[Region annotation entries]
↓↓↓
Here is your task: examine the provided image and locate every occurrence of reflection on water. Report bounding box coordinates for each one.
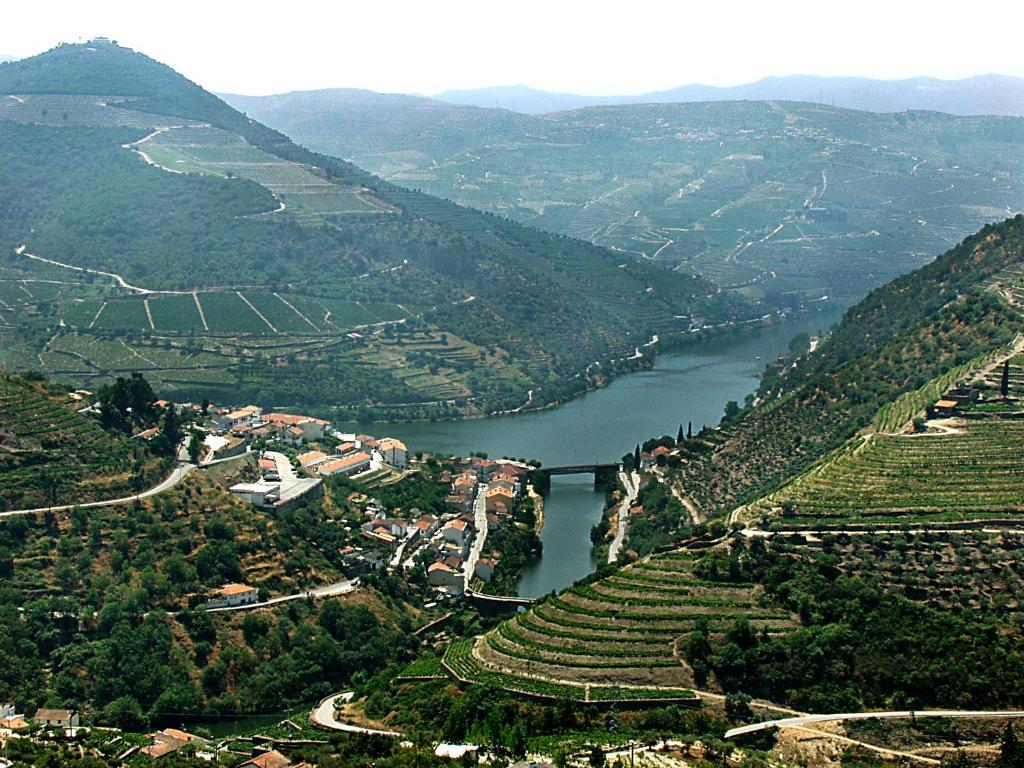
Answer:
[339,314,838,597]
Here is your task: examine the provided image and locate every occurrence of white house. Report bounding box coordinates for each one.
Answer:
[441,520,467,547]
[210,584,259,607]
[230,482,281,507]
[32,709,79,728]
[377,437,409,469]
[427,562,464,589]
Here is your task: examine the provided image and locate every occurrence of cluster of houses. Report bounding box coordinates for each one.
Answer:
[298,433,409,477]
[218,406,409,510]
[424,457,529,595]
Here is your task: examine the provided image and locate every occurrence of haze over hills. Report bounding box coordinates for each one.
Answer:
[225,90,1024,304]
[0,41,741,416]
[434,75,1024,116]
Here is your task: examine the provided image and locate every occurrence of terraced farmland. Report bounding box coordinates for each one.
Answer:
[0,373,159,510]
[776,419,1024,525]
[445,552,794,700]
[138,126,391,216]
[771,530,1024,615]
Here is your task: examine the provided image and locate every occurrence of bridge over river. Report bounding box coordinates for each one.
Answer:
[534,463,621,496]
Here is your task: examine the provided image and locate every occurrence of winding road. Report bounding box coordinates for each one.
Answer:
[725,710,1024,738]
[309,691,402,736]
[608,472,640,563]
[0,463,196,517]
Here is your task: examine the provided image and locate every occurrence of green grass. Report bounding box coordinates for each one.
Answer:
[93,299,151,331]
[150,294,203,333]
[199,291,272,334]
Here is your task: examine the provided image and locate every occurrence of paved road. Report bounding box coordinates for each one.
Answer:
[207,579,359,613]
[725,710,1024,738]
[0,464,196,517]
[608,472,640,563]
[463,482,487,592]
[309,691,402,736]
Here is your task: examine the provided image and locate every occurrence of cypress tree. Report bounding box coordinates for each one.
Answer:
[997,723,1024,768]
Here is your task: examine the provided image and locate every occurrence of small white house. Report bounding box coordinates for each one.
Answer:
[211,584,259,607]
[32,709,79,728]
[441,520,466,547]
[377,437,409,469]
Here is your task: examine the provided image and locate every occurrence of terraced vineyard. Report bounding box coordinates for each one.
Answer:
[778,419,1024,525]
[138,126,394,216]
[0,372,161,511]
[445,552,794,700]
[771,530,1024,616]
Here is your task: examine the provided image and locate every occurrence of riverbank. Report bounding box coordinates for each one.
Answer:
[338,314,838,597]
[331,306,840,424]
↑↑↑
↓↓↓
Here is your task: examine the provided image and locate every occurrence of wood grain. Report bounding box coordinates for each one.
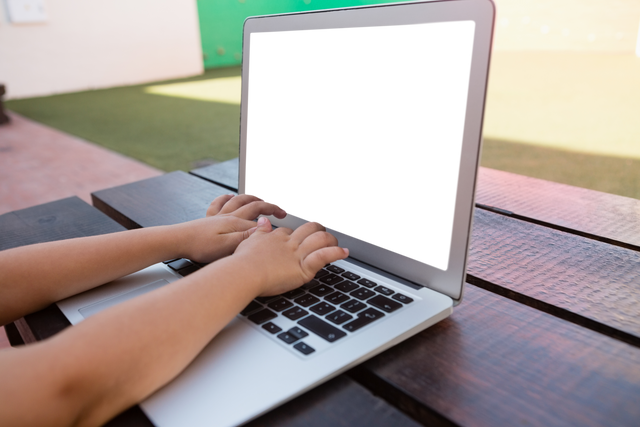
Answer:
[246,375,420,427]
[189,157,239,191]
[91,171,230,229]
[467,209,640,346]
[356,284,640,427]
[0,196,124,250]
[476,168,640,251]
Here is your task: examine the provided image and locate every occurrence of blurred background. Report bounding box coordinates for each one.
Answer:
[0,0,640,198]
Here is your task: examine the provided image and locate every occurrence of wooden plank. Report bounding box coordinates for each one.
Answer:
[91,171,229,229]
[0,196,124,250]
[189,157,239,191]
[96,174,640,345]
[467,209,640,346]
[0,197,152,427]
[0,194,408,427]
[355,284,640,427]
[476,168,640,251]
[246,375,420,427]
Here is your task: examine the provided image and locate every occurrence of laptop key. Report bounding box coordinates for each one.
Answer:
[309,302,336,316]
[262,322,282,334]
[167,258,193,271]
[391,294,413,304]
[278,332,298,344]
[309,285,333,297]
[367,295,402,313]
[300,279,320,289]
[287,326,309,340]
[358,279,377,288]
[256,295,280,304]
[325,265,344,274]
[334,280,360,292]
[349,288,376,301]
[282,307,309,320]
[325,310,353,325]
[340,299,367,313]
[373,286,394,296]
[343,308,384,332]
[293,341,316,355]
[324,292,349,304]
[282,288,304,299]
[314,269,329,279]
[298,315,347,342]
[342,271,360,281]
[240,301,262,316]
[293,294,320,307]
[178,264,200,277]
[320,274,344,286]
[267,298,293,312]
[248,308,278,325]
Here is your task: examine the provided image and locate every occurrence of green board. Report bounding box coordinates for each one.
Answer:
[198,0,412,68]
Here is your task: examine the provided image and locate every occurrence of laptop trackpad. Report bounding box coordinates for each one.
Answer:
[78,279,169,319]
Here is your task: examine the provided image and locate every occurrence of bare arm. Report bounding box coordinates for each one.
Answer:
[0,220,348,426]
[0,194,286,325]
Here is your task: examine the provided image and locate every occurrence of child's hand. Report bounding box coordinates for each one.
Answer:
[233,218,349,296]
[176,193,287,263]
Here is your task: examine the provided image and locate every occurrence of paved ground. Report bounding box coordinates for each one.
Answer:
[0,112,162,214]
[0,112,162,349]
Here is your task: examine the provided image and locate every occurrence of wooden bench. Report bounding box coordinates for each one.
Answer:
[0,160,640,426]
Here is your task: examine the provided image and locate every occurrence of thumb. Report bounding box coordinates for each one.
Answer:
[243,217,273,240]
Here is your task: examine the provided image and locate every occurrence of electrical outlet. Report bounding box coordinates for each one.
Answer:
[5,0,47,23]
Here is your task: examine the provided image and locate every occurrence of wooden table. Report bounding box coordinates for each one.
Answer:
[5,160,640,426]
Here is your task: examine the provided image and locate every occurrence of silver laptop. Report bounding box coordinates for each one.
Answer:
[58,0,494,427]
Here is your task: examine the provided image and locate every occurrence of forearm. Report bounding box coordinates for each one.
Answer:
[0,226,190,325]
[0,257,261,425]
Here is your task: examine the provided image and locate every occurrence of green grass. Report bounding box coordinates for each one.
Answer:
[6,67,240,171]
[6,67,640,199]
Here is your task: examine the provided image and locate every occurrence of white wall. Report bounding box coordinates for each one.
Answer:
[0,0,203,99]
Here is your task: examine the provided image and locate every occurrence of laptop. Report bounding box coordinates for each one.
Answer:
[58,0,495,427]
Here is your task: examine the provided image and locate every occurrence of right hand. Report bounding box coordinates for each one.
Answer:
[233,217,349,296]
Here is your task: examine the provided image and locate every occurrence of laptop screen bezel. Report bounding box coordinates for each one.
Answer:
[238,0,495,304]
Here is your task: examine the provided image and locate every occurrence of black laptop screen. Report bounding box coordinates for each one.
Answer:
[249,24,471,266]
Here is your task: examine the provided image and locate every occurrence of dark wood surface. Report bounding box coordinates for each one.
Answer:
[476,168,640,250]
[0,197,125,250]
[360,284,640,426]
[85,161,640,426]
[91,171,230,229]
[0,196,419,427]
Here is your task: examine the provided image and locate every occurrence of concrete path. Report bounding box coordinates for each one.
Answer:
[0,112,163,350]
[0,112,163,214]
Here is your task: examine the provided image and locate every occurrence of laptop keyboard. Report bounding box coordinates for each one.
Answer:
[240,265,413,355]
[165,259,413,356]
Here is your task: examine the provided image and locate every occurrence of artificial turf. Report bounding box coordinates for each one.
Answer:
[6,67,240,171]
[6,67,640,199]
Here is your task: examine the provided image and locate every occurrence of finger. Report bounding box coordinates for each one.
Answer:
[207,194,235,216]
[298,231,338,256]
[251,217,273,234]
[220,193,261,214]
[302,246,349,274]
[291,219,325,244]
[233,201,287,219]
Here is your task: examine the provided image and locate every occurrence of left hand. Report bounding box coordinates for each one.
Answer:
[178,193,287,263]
↑↑↑
↓↓↓
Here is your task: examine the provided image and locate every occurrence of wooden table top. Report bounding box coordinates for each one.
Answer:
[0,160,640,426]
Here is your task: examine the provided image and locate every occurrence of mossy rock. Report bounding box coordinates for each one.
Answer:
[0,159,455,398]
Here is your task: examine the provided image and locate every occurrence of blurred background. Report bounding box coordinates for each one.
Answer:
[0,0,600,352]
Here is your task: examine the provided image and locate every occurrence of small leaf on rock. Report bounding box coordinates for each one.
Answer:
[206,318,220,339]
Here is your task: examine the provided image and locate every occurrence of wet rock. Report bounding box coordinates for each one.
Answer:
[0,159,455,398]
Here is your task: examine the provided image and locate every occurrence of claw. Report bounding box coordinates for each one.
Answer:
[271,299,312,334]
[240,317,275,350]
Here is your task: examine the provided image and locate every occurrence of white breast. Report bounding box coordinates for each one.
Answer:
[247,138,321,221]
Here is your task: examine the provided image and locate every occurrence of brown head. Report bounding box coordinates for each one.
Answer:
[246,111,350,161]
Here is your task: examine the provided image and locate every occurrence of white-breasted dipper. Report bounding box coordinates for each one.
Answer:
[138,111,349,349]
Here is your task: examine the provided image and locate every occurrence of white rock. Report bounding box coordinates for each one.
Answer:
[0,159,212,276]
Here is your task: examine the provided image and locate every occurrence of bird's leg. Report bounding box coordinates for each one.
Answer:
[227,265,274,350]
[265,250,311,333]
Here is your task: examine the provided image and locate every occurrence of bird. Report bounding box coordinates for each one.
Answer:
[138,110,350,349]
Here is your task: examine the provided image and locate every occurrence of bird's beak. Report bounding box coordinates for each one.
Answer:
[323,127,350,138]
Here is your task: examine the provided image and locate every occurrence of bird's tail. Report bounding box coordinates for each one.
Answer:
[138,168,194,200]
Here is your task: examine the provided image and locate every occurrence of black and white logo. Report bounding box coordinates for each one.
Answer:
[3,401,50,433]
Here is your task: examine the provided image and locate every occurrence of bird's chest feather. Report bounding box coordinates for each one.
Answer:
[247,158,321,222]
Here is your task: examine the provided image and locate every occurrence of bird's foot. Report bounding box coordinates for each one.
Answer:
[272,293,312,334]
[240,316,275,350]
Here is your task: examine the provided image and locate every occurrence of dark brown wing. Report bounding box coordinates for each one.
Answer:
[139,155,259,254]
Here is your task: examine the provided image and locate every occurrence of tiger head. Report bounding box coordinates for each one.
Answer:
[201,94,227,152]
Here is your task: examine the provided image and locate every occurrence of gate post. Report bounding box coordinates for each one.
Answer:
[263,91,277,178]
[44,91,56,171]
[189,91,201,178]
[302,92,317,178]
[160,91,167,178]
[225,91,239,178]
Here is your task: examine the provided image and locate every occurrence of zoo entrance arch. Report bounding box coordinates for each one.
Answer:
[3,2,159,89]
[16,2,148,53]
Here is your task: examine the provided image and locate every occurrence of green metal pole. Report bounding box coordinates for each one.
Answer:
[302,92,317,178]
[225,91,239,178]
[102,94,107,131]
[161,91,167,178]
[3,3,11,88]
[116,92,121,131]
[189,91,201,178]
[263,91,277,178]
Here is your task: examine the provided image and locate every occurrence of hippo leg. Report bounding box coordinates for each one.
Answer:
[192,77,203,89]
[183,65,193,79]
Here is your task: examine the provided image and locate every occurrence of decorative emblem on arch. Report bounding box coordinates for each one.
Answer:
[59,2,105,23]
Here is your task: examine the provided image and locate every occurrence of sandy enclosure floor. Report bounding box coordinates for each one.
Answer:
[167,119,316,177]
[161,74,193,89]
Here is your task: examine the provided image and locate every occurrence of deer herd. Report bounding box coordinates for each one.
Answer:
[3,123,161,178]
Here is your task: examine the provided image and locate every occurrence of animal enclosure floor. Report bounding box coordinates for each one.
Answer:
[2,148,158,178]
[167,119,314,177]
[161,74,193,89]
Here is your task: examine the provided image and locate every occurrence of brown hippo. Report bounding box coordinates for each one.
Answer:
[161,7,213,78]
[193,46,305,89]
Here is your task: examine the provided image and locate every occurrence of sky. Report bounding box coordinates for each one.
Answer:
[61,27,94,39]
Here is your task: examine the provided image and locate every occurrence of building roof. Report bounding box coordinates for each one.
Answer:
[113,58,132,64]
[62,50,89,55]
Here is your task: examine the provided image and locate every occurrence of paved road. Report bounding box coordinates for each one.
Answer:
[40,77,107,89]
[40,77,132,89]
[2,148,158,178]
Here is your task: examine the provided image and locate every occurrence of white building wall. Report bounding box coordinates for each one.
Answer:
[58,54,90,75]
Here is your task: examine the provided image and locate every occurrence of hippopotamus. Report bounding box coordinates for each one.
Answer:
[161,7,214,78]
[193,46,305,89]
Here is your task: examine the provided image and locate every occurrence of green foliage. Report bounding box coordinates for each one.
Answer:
↑↑↑
**GIVEN EXERCISE**
Duplicate the entries above, from the line with "trackpad. Report bounding box coordinates for each one." to the line with "[5,160,640,426]", both included, reproducing each line unchanged.

**RESULT OF THE EXERCISE**
Here is your task: examine the provided image and locate every occurrence of laptop trackpad. Report bounding box coordinates for each one.
Answer:
[78,279,169,319]
Here is your task: examine the provided image and locate every occurrence of bare arm. Report bounding box coordinates for each one.
Answer:
[0,220,348,426]
[0,194,286,325]
Here is your task: examine the provided image and locate every occurrence of child's hand. Report bounding box coordinates for each one.
Answer:
[233,218,349,296]
[176,193,287,263]
Here is your task: examine the provided image and locate every occurrence of paved ground. Report bounding box coordinates for each one.
Answer:
[0,112,162,214]
[0,112,162,349]
Here is your task: examine the provided image and locate every occurrence of wooden bench. Report bounding box coordinates for each one.
Answer:
[0,160,640,426]
Here is your task: examine the provided image and locate every occurrence of thumb. Report bounding box coordinates for each one.
Answer:
[243,217,273,240]
Here is your task: examine the provided image and locate every occurrence of electrical outlet. Report bounding box coordinates for each one.
Answer:
[5,0,47,23]
Here is your task: examine the provided image and locate every occurrence of wooden table. Report bounding box coordinates for each one.
Answer:
[5,160,640,426]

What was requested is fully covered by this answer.